▶ [DOCUMENT PASSAGE]:
###

# Outcast Dead Extract



## mal310 (May 28, 2010)

Graham McNeill has published an extract from his next HH book. Click link to have a look. 


http://www.graham-mcneill.com/gmblog/


----------



## Lord of the Night (Nov 18, 2009)

Very nice indeed, the descriptive terms used by the Astropaths will be fun to read. looking forward to _The Outcast Dead_.


Lord of the Night


----------



## brianizbrewtal (Jan 26, 2011)

Yeah I second that. Very interesting the whole way through. Too bad there's a huge gap between AoD and TOD :/


----------



## Bane_of_Kings (Oct 28, 2009)

Awesome! I really can't wait for this book to be released now. .


----------



## World Eater XII (Dec 12, 2008)

Aye very cool.

Agreed its a shame there is such a big gap!


----------



## Sacred Feth (Jan 13, 2011)

Very promising indeed.


----------



## forkmaster (Jan 2, 2010)

Ahh it takes place before the Drop Site massacre. It might give some intel on how Dorn managed the arming up of the 1st and 2nd waves.  Personally, out of all the primarchs, it feels like Dorn has had most screen time appearence. xD


----------



## NIKT208 (Mar 14, 2011)

Cant wait for this novel. Graham Mcneill is one of my favourite BL authors, his Heresy stuff is always awesome.


----------



## Words_of_Truth (Sep 20, 2007)

###

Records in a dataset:

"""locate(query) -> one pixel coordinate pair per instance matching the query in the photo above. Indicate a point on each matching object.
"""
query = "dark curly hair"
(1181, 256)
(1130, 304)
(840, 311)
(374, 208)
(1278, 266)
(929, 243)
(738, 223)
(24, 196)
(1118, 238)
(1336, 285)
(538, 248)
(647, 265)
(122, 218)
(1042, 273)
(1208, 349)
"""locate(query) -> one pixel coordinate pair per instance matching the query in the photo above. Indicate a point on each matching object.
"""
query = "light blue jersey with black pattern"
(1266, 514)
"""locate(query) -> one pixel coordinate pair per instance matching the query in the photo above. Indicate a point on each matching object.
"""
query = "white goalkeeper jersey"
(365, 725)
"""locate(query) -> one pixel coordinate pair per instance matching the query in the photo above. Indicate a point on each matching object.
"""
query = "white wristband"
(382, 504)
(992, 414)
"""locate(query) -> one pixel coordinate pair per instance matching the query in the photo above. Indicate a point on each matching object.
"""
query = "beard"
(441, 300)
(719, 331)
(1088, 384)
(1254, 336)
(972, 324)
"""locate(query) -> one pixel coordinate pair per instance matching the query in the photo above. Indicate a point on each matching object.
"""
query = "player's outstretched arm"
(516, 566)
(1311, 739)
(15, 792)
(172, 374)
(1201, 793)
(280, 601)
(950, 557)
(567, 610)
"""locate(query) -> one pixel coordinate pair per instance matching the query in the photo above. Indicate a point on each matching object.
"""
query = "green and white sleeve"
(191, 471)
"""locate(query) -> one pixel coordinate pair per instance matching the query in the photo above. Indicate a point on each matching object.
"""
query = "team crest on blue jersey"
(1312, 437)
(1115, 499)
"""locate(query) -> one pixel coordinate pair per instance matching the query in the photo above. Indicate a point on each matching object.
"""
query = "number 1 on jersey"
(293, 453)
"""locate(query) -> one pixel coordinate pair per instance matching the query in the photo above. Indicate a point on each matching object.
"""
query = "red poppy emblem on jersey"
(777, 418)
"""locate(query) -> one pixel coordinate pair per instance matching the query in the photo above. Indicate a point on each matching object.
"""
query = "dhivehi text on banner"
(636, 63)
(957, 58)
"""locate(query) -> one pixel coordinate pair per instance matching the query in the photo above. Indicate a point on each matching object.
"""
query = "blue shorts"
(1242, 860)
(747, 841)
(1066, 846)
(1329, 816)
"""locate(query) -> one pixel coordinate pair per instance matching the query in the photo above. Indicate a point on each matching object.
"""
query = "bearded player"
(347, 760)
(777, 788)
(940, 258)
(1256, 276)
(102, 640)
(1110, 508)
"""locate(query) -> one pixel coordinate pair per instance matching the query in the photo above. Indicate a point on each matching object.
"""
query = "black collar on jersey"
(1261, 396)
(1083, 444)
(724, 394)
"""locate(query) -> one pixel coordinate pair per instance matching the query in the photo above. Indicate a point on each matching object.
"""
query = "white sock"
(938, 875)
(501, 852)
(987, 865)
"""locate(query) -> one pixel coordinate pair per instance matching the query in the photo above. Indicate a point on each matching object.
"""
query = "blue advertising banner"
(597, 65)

###

▶ [WORK TO COMPLETE]: Quote the Outcast Dead forum thread above word for word, everything from "## Lord of the" down to "to _The Outcast Dead_.".

▶ [COMPLETED TASK]:
## Lord of the Night (Nov 18, 2009)

Very nice indeed, the descriptive terms used by the Astropaths will be fun to read. looking forward to _The Outcast Dead_.